Twitter Expands ‘Mute’ and ‘Report’ Features to Combat Hate Speech and Trolls

People are seen as silhouettes as they check mobile devices whilst standing against an illuminated wall bearing Twitter Inc.'s logo.
People are seen as silhouettes as they check mobile devices whilst standing against an illuminated wall bearing Twitter Inc.'s logo. Chris Ratcliffe/Bloomberg via Getty Images

Bye-bye, trolls! Twitter has expanded its "mute" and "report" features in an effort to combat hate speech and cyberbullying following the bitter 2016 presidential election.

The social media platform, which has been criticized for not doing enough to stop abusive online behavior, announced a new anti-abuse policy on Tuesday, November 15, which includes an option that allows users to mute specific keywords and phrases.

"The amount of abuse, bullying, and harassment we've seen across the Internet has risen sharply over the past few years," Twitter said in a statement. "These behaviors inhibit people from participating on Twitter, or anywhere. Abusive conduct removes the chance to see and share all perspectives around an issue, which we believe is critical to moving us all forward. In the worst cases, this type of conduct threatens human dignity, which we should all stand together to protect."

The company stated that it has difficulty curbing abusive tweets in real-time and, therefore, has decided to allow users to control what they can and cannot see by expanding existing features and making it easier to report trolls.

The "mute" feature, which was first introduced in May 2014, previously allowed users to hide specific accounts that they didn't want to see posts from. Now, the expanded "mute" feature allows users to use "mute" in their notifications and to hide "keywords, phrases and even entire conversations you don't want to see notifications about," according to the statement.

Twitter is also introducing easier ways to report abusive tweets that target users "on the basis of race, ethnicity, national origin, sexual orientation, gender, gender identity, religious affiliation, age, disability or disease."

The company said the new features are set to roll out "in the coming days."

# Dataset excerpts
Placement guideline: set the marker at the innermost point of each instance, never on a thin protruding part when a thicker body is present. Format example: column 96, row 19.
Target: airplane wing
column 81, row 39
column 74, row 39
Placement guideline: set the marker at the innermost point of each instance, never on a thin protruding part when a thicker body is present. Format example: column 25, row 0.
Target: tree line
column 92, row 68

# Tasks
**a)** Answer these about the Twitter article, one line each:
(i) On what date did Twitter announce its new anti-abuse policy?
(ii) When was the "mute" feature first introduced?
(iii) When are the new features set to roll out?
**b)** Can you reproduce the stretch of the Twitter article from "Twitter Expands ‘Mute’" through "2016 presidential election."?
**c)** Does each statement agree with the Twitter article? Answer yes or no and quote the words that decide it.
(i) The "mute" feature first appeared as part of the new anti-abuse policy.
(ii) Twitter said it has difficulty curbing abusive tweets in real-time.
(iii) The new policy lets users mute specific keywords and phrases.

# Set of answers
**a)**
(i) Tuesday, November 15
(ii) May 2014
(iii) "in the coming days"

**b)**
Twitter Expands ‘Mute’ and ‘Report’ Features to Combat Hate Speech and Trolls

People are seen as silhouettes as they check mobile devices whilst standing against an illuminated wall bearing Twitter Inc.'s logo.
People are seen as silhouettes as they check mobile devices whilst standing against an illuminated wall bearing Twitter Inc.'s logo. Chris Ratcliffe/Bloomberg via Getty Images

Bye-bye, trolls! Twitter has expanded its "mute" and "report" features in an effort to combat hate speech and cyberbullying following the bitter 2016 presidential election.

**c)**
(i) No: "The "mute" feature, which was first introduced in May 2014"
(ii) Yes: "The company stated that it has difficulty curbing abusive tweets in real-time"
(iii) Yes: "which includes an option that allows users to mute specific keywords and phrases"